If a line includes "outcrop", copy it out of the entries.

## PROVIDED DATA
********************
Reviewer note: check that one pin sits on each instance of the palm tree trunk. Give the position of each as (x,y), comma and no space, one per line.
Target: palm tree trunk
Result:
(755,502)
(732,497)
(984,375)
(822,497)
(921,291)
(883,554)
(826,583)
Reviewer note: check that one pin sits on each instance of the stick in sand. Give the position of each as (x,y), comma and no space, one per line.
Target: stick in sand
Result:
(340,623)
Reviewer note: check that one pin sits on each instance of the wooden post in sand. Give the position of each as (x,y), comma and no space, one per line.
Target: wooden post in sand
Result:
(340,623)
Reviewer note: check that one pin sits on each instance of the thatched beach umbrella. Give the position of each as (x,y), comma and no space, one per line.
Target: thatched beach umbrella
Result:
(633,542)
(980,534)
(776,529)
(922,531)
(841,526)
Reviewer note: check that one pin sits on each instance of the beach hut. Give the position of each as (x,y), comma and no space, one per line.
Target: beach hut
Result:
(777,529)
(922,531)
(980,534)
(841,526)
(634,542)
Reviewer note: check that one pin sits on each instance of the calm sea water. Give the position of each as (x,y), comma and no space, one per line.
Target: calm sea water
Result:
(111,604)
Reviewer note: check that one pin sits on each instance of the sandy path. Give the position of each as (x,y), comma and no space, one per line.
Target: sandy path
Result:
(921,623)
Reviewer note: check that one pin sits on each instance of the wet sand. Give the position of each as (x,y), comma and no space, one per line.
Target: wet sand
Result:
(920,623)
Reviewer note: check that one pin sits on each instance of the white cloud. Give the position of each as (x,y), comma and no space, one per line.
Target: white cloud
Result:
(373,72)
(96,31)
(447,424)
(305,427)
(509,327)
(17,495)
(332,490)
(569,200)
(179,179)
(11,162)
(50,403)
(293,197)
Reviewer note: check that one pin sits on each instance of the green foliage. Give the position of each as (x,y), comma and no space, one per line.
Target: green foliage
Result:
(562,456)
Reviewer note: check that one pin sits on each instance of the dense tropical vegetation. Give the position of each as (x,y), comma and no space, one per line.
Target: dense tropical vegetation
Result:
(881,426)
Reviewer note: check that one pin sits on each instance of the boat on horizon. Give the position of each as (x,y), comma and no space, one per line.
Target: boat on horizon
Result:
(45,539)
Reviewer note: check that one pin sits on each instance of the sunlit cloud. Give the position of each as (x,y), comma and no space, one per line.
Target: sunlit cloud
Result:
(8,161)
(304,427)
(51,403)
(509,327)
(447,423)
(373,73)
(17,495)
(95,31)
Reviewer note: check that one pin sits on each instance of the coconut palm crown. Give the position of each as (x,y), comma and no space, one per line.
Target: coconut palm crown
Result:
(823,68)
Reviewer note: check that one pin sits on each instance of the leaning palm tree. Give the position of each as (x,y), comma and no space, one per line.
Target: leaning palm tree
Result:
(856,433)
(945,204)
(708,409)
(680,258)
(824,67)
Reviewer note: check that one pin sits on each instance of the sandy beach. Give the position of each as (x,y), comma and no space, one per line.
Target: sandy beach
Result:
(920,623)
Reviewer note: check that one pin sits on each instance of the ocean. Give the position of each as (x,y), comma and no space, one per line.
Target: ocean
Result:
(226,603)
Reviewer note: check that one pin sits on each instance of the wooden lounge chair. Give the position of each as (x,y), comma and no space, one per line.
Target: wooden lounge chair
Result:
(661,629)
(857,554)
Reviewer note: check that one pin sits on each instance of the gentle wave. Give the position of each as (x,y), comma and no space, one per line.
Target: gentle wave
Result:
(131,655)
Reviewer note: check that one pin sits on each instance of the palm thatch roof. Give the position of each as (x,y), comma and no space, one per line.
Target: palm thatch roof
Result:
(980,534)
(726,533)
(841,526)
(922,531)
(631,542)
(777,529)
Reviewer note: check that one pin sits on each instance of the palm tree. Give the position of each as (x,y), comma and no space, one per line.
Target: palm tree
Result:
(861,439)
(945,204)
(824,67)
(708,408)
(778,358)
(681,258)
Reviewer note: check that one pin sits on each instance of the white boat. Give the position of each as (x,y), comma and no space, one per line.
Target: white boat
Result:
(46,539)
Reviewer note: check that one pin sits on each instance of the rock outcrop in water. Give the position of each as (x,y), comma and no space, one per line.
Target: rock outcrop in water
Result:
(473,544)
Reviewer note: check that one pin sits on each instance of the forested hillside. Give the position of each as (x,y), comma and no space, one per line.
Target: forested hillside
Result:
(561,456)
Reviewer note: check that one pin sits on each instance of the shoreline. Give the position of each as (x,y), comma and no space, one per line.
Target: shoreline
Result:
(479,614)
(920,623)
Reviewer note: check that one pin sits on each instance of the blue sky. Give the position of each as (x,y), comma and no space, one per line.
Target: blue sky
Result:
********************
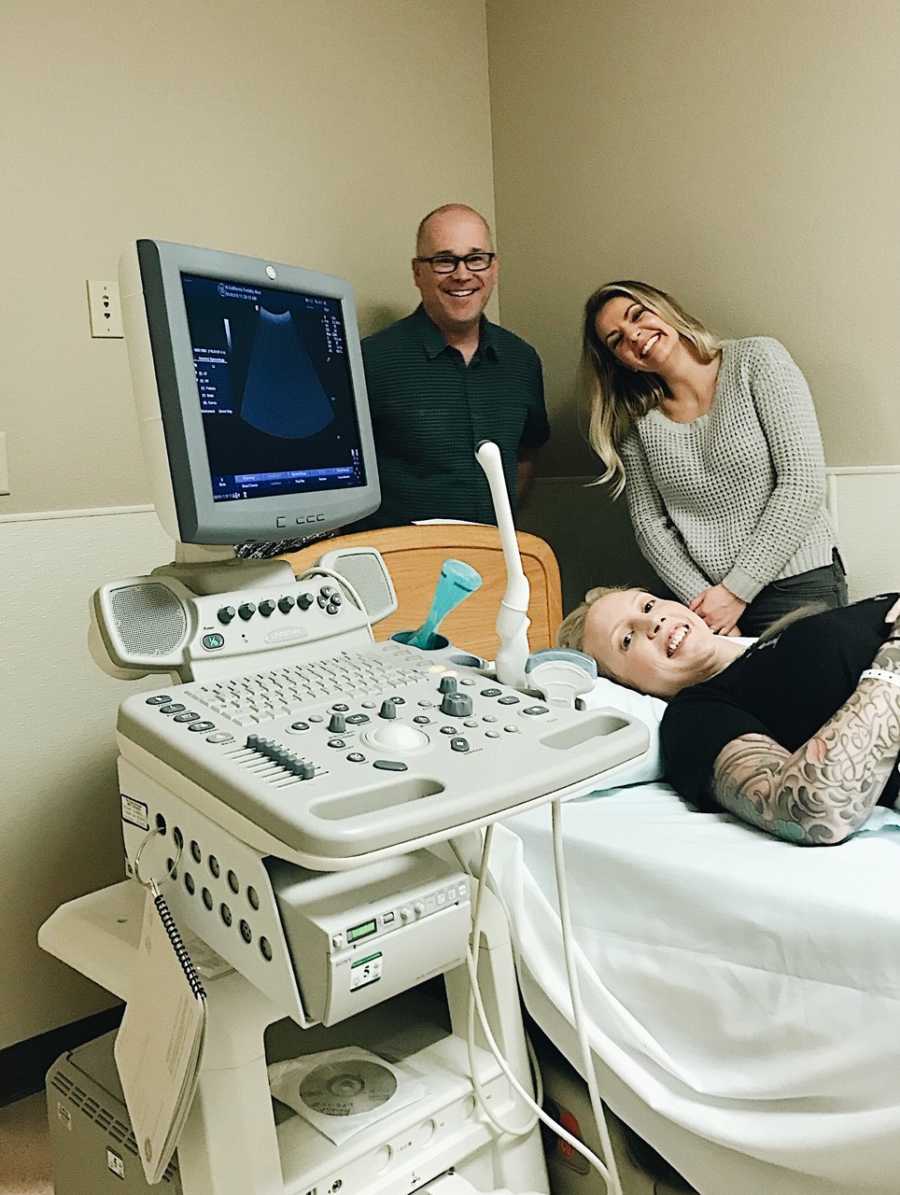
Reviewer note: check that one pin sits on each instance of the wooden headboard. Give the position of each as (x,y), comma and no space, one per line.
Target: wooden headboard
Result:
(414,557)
********************
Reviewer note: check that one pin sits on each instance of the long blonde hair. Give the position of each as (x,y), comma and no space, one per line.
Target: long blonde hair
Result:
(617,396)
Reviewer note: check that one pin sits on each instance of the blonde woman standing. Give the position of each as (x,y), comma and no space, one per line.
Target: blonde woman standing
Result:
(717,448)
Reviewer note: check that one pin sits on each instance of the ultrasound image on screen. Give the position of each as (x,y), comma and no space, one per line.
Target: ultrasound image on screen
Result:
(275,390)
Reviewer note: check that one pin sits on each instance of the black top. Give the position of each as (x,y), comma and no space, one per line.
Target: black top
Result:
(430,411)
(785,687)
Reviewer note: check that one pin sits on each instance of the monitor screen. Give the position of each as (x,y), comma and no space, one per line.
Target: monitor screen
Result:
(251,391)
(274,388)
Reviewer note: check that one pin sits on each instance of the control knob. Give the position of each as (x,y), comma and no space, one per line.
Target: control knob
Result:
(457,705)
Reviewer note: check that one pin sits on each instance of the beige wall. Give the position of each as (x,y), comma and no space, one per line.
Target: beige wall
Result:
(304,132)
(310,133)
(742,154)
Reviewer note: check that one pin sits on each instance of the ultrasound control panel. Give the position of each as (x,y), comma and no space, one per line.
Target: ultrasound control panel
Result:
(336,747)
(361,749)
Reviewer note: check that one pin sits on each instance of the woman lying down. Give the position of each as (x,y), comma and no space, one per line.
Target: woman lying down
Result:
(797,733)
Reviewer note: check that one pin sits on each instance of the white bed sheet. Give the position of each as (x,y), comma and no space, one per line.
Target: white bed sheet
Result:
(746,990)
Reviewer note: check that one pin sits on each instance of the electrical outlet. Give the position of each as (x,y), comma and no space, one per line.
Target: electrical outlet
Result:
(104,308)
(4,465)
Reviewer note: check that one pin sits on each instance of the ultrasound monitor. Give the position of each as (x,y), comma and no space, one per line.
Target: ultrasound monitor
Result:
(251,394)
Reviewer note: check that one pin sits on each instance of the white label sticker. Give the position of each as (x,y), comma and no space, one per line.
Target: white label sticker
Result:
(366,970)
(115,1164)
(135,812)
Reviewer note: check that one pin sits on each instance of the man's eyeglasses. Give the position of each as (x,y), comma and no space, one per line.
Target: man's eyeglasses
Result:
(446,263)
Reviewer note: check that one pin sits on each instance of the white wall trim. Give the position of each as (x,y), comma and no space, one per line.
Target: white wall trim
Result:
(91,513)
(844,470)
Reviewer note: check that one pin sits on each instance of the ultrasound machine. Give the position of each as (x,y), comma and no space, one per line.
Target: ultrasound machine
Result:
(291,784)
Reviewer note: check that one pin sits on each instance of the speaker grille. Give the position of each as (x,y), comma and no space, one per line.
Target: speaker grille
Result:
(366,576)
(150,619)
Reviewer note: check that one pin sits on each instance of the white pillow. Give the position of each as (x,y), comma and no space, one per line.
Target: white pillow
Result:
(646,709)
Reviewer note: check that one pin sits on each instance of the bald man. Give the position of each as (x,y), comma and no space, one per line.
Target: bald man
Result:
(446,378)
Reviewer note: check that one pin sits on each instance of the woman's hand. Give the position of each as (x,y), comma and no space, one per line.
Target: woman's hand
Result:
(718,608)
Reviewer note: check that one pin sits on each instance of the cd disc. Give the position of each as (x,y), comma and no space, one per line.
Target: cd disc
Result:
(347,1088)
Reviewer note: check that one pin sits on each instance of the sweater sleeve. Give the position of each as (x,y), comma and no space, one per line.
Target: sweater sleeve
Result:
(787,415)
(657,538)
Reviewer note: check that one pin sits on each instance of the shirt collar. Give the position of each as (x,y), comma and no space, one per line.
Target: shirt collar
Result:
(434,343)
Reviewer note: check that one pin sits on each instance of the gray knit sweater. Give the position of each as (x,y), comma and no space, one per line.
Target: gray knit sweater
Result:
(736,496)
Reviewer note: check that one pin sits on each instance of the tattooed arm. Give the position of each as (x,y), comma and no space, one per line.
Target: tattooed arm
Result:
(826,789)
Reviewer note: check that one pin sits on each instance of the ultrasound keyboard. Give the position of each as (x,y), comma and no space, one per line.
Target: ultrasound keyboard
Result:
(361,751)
********************
## EXPECTED ANSWER
Reviewer note: check that one pin sits on each instance of the rock outcrop in water. Give the position of each as (x,y), comma and no space, one per line.
Target: rock outcrop in water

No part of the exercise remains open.